Every entry gets copied exactly. No images go into the copy.

──────── RECORDS SHOWN

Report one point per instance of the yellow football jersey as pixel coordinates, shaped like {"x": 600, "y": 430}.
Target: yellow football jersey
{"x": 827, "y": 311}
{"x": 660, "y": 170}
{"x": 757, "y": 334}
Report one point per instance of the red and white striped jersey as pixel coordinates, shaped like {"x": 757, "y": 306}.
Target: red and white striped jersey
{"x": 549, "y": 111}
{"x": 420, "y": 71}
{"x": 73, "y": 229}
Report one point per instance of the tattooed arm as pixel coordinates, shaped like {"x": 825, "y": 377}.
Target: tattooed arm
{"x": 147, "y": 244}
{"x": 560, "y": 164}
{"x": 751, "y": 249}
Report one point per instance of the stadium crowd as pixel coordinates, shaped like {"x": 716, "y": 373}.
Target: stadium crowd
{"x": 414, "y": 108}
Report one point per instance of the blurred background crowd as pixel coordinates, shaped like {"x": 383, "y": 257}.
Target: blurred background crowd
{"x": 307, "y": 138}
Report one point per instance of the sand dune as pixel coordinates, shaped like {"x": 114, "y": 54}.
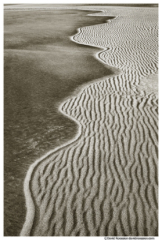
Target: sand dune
{"x": 105, "y": 182}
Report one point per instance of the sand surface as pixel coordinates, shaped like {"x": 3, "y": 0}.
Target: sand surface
{"x": 104, "y": 182}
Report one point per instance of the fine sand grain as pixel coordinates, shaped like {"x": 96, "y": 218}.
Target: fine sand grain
{"x": 105, "y": 181}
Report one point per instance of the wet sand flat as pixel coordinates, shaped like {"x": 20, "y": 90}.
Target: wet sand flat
{"x": 104, "y": 182}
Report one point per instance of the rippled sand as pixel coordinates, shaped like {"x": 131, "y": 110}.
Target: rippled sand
{"x": 105, "y": 181}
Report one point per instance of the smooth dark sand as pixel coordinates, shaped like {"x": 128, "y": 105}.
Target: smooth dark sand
{"x": 42, "y": 67}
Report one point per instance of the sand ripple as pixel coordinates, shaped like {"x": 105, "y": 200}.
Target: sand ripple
{"x": 105, "y": 182}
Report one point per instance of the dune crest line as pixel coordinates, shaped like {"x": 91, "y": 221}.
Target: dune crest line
{"x": 105, "y": 182}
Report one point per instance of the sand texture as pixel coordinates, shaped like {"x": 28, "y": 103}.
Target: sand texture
{"x": 105, "y": 181}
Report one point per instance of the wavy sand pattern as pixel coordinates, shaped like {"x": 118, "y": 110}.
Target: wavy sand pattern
{"x": 105, "y": 182}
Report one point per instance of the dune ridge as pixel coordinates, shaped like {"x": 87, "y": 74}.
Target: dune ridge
{"x": 105, "y": 181}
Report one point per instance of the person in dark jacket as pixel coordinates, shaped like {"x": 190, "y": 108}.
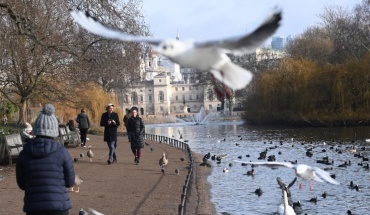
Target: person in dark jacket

────────────────

◆ **WRITTEN SOLUTION**:
Report one point per instance of the yellow football jersey as pixel coordinates, shaped like {"x": 600, "y": 430}.
Target: yellow football jersey
{"x": 827, "y": 311}
{"x": 660, "y": 170}
{"x": 757, "y": 334}
Report one point per instance of the red and white striped jersey as pixel coordinates, shaped like {"x": 757, "y": 306}.
Target: red and white striped jersey
{"x": 549, "y": 111}
{"x": 420, "y": 71}
{"x": 73, "y": 229}
Report one point per instance of the tattooed arm as pixel coordinates, shaped like {"x": 825, "y": 377}.
Target: tattooed arm
{"x": 147, "y": 244}
{"x": 560, "y": 164}
{"x": 751, "y": 249}
Report one point per instance of the stadium crowd as pixel coordinates, shaped like {"x": 716, "y": 373}.
Target: stadium crowd
{"x": 414, "y": 108}
Report one point per instance of the blurred background crowd as pixel coordinates, shaped like {"x": 383, "y": 257}.
Target: blurred background crowd
{"x": 307, "y": 138}
Report one point per instance of the sand dune as pixel coordinates, shaped like {"x": 114, "y": 54}.
Target: sand dune
{"x": 105, "y": 182}
Report one point per instance of the sand surface as pixel coordinates, shaped like {"x": 3, "y": 0}.
Target: sand surface
{"x": 104, "y": 182}
Report one point per instance of the fine sand grain as pixel coordinates, shaped like {"x": 96, "y": 218}.
Target: fine sand grain
{"x": 105, "y": 181}
Report one point per instance of the wet sand flat as pixel coordinates, shaped like {"x": 20, "y": 90}.
Target: wet sand flat
{"x": 104, "y": 182}
Report one point per instance of the rippled sand as pixel coordinates, shaped like {"x": 131, "y": 110}.
Target: rippled sand
{"x": 105, "y": 181}
Report one point per instance of the smooth dark sand as pixel coordinates, shaped like {"x": 128, "y": 105}.
Target: smooth dark sand
{"x": 42, "y": 67}
Report one point per instance of the sand ripple as pixel coordinates, shaped like {"x": 105, "y": 200}.
Target: sand ripple
{"x": 105, "y": 182}
Report one point per instance of the dune crest line as pixel coordinates, shaped like {"x": 91, "y": 221}.
Target: dune crest line
{"x": 105, "y": 182}
Report one point per instance of the sand texture as pixel coordinates, shaped like {"x": 28, "y": 103}.
Target: sand texture
{"x": 105, "y": 181}
Report one point per instance of the wavy sand pattern as pixel coordinates, shaped like {"x": 118, "y": 110}.
Target: wavy sand pattern
{"x": 105, "y": 182}
Report one point per instance of the dune ridge as pixel coordinates, shaped like {"x": 87, "y": 74}.
Target: dune ridge
{"x": 105, "y": 181}
Report one point per instance of the person in dark jacket as pixel coordinates, shaped like {"x": 190, "y": 108}.
Target: person in dark jacket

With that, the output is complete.